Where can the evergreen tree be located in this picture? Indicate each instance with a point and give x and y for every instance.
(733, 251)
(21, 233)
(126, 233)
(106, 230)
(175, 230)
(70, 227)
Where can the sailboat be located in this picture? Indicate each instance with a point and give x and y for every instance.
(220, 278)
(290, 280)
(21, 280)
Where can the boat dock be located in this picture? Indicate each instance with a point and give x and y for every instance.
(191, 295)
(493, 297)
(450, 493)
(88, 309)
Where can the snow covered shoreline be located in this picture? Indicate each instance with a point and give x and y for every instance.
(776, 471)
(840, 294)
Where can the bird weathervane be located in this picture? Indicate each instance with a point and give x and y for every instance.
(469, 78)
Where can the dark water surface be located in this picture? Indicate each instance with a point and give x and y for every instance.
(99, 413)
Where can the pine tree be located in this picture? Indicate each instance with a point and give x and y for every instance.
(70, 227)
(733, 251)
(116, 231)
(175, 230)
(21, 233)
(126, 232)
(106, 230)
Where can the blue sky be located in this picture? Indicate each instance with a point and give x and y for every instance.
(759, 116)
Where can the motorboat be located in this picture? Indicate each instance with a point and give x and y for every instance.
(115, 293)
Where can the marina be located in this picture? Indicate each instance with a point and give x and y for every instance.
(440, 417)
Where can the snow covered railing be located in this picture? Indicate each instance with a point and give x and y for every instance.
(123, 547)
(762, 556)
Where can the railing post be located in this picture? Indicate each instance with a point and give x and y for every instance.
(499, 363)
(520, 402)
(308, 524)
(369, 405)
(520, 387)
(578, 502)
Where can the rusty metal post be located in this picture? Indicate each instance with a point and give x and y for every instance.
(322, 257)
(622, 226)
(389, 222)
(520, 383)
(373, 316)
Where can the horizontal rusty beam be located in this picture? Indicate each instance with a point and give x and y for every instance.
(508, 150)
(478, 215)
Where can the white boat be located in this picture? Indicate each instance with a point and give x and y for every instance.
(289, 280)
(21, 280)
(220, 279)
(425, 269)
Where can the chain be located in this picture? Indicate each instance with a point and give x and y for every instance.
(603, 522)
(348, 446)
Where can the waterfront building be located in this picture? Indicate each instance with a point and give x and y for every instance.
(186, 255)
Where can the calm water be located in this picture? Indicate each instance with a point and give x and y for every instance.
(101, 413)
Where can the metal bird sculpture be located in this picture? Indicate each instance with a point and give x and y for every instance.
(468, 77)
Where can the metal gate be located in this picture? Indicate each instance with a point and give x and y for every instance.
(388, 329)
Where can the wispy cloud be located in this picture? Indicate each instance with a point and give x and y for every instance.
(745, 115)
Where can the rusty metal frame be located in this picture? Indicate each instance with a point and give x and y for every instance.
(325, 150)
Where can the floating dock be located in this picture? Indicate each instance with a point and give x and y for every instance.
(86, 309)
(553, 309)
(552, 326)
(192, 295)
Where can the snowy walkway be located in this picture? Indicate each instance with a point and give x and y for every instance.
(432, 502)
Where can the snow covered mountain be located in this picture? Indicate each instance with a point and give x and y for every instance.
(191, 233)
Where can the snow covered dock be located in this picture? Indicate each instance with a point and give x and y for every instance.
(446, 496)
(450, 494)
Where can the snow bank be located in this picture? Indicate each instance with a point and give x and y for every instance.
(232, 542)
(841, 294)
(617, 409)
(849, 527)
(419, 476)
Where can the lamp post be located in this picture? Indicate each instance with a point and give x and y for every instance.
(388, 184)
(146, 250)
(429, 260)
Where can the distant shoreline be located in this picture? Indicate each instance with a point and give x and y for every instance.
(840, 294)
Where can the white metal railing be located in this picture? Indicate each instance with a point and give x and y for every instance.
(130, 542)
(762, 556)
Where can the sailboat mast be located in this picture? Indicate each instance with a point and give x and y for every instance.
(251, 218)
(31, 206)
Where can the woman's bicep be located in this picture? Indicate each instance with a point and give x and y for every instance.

*-*-*

# TASK ITEM:
Every line must be copied exactly as it stands above.

# EXPECTED OUTPUT:
Where can the evergreen tree be located in this picture? Indicate each instance with a point and give x and y for every instance.
(733, 251)
(21, 233)
(126, 233)
(106, 230)
(175, 230)
(70, 227)
Where can the sailboat be located in this picture? Indicate each instance with a point and give x and y for every instance.
(220, 278)
(290, 280)
(21, 280)
Where can the boat dock be located in this picture? Indicate each instance with a point and give x and y for every instance.
(191, 295)
(493, 297)
(450, 493)
(88, 309)
Where can the snow covered shoreline be located in this picture? Indicate each instance with a point and give x and y for every instance.
(776, 471)
(840, 294)
Where can the bird weathervane be located in this picture? Indicate each instance with a point and give x and y for every instance.
(469, 78)
Where can the dark water surface be located in this picture? Indicate each instance with a point and give x and y for every instance.
(99, 413)
Where can the pine tree be located in this picture? Indicate each instance with a point and give x and y for every instance.
(70, 227)
(733, 251)
(116, 231)
(175, 230)
(21, 233)
(126, 232)
(106, 230)
Where can the blue sky be located in this picture? Indicate each instance with a point and give x and y for every instance.
(759, 116)
Where can the motorboat be located in this picture? Indicate each instance with a point and give x and y for every instance.
(115, 293)
Where can the marina be located in this picture? Indicate each instance with a point and give x and y for every instance.
(440, 417)
Where can the snow covered railing be located in this picture? Indicate each instance with a point and give x and y for every instance.
(123, 547)
(762, 556)
Where can the railing post be located in this picture? Indicate each instance with a point and give x and y for every instance.
(499, 363)
(520, 402)
(308, 524)
(369, 405)
(520, 387)
(578, 502)
Where can the rusty metal post be located in this picture? Indicate each instance with a point and give x and y for every instance.
(322, 257)
(622, 226)
(389, 222)
(520, 383)
(373, 316)
Where can the horizontal rusty beam be located in this picture? Indicate each instance with a point and give x and y for every instance.
(508, 150)
(478, 215)
Where can the white boat be located in this picture? Indicate each instance with a point and give x and y for every instance.
(289, 280)
(21, 280)
(220, 279)
(425, 269)
Where can the chain be located in this picture? Indicate each instance with a point and give x and y for every instance.
(603, 522)
(348, 446)
Where can the waterfront building be located in this picture? Indicate each instance with a point and give x and y for every instance.
(186, 255)
Where can the calm water be located in this picture? Indicate each instance with a point and give x and y for every instance.
(101, 413)
Where can the metal bird sculpture be located in this picture? Indicate each instance with a point and give x and y for every instance.
(468, 77)
Where can the metal gate be located in this picture? Indicate each instance with a point and give x and y for every instance.
(388, 329)
Where can the wispy cloud be located in this picture? Indicate each instance with a point and give x and y for every instance.
(745, 115)
Where can the rusty metal frame be located in this picture? Indicate each instance with a point and give x and y for every instance.
(325, 150)
Where can the floating dock be located in this picture? Indicate each instance with a point and give x and y for every instance.
(86, 309)
(553, 309)
(552, 326)
(192, 295)
Where can the snowy walkway be located in this picture? Indicate each instance with a point and give x and y for every instance.
(432, 502)
Where can the snow covered mountain be located in this picture? Indicate each instance with a point and give x and y for every instance.
(191, 233)
Where can the snow covered dock be located in this picture? Indicate each instance with a point and give x and y for every instance.
(446, 496)
(450, 494)
Where can the snow bank be located in this picture? Indicate each instance with a point and give x and y for every instance.
(232, 542)
(841, 294)
(617, 409)
(849, 527)
(419, 476)
Where can the lamp post be located in this picture? Indicate each instance with a point and give x and y for every instance.
(388, 184)
(146, 250)
(429, 260)
Where can the distant shoreline be located in this picture? Indicate each instance with a point and give x and y for every instance.
(840, 294)
Where can the white metal railing be located in this picture? Indicate each instance with a point and give x and y for every instance.
(130, 542)
(762, 556)
Where can the sailboat mast be located in this picture? Indicate each instance with a point and give x and y for every instance.
(251, 218)
(31, 206)
Where can the woman's bicep be located in this picture? Indicate each instance with a point and give x and y for every instance.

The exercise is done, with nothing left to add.